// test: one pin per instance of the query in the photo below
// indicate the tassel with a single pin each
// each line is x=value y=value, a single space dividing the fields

━━━━━━

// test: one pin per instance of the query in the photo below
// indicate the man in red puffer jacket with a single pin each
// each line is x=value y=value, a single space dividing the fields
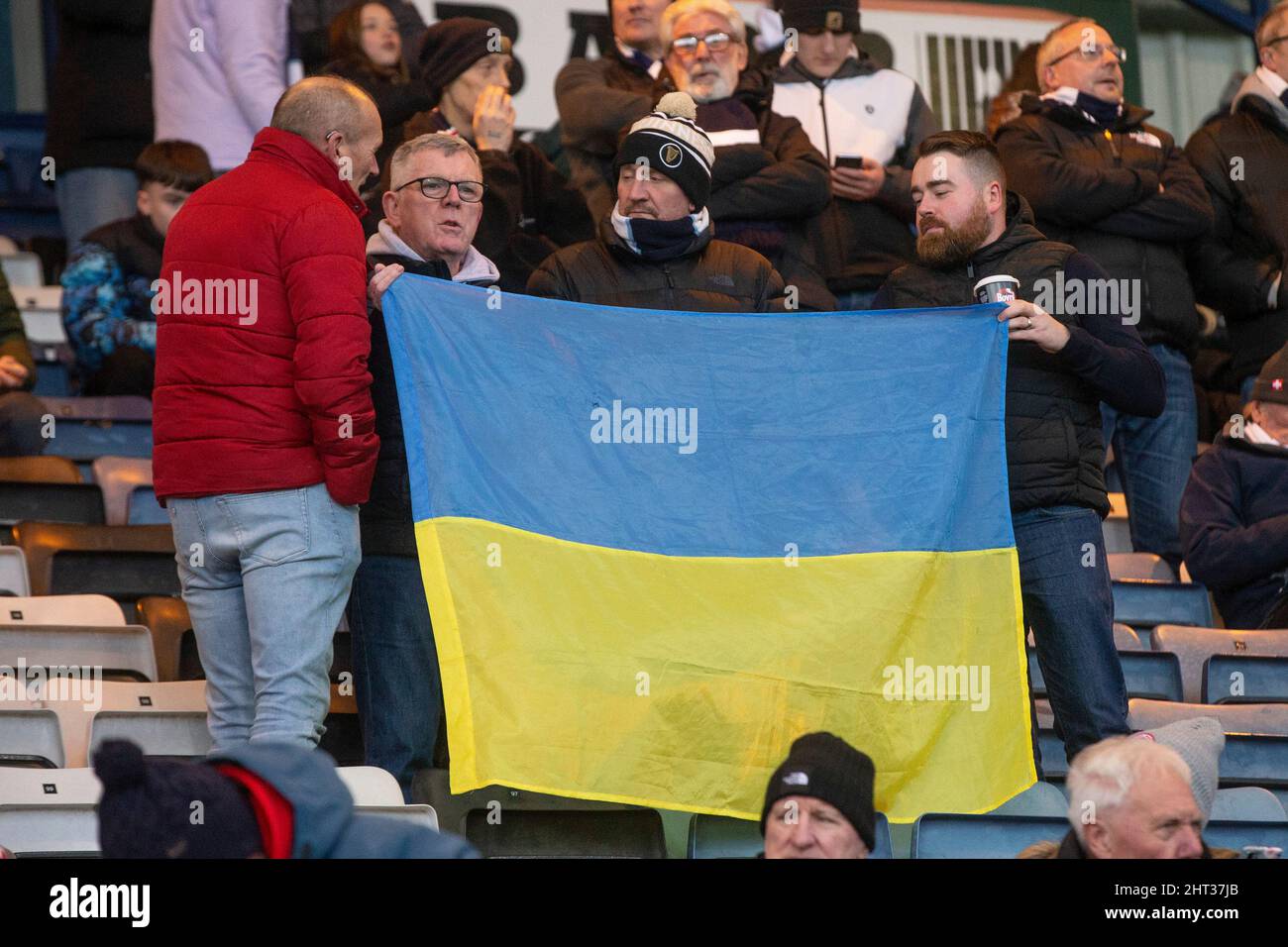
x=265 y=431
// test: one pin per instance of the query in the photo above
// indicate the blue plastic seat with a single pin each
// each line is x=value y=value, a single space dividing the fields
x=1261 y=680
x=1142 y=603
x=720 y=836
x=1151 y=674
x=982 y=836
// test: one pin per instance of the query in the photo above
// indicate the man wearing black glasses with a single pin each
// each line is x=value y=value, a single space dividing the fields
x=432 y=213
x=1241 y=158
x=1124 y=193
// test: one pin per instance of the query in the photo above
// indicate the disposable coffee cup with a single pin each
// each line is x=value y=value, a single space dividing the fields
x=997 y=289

━━━━━━

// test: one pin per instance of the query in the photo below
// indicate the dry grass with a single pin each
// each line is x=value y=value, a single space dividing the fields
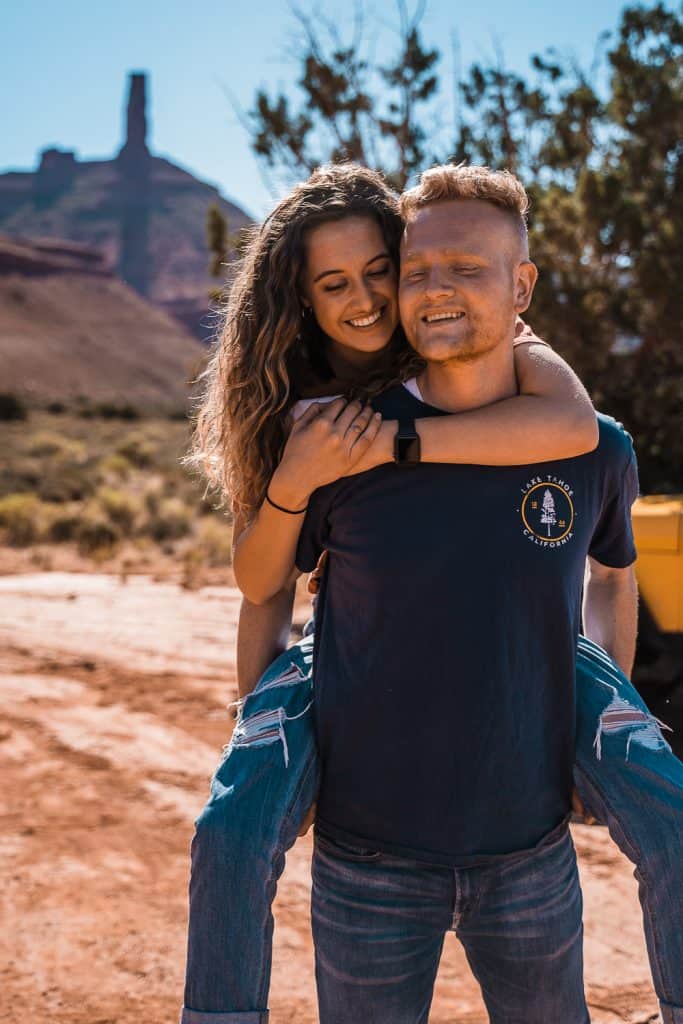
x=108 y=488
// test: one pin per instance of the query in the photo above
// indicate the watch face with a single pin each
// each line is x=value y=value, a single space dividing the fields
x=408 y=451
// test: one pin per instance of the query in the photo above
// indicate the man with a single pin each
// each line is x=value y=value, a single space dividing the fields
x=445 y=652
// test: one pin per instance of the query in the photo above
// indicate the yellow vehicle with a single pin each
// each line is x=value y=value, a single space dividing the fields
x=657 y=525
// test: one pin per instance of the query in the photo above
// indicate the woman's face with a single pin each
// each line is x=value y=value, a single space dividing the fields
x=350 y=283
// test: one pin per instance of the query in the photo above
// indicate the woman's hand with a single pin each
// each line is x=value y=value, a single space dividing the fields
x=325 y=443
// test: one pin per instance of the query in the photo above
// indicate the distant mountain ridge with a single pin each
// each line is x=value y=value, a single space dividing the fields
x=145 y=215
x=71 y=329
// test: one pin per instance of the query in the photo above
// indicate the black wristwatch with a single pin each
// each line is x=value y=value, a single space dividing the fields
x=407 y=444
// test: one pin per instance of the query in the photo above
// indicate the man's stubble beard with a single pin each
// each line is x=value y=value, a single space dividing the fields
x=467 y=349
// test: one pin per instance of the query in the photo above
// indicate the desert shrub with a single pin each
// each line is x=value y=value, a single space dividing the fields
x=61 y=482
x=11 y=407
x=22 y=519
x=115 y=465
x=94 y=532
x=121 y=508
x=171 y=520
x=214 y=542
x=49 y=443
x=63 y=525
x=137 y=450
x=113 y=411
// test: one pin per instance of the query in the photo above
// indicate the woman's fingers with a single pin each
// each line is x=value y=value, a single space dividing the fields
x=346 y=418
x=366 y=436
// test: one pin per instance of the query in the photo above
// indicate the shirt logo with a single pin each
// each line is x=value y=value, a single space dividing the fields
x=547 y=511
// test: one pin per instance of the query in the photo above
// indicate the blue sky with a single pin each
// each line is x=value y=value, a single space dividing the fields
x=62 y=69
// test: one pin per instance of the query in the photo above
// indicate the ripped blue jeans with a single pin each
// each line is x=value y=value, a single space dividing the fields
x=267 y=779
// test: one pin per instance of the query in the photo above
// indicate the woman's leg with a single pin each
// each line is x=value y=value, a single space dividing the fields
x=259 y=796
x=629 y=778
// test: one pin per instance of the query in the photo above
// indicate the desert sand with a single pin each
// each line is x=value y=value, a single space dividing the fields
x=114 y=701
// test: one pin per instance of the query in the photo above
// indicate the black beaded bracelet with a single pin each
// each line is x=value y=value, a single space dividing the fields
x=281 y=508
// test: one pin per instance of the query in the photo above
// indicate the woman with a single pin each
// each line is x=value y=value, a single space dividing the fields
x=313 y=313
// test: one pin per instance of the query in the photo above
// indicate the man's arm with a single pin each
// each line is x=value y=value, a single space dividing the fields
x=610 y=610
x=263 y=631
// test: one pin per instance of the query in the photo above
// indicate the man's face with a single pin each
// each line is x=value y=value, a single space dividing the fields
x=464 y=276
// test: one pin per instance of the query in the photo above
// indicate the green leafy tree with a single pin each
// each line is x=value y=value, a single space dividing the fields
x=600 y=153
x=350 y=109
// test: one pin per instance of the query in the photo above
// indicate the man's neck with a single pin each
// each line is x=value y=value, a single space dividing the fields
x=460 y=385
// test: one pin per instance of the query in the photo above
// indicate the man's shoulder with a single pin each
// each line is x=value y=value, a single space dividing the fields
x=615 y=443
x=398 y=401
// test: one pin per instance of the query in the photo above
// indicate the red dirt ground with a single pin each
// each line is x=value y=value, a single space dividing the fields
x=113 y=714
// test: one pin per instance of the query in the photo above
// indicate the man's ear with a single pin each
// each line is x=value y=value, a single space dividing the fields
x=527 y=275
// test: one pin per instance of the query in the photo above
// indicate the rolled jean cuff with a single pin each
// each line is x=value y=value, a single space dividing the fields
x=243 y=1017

━━━━━━

What is required: Every line that holds the word "black" should be copied from the records.

Solution to this exercise:
// indicate the man wearing black glasses with a single pin each
// indicate the black wristwatch with a single pin each
// indicate the black beaded bracelet with a single pin each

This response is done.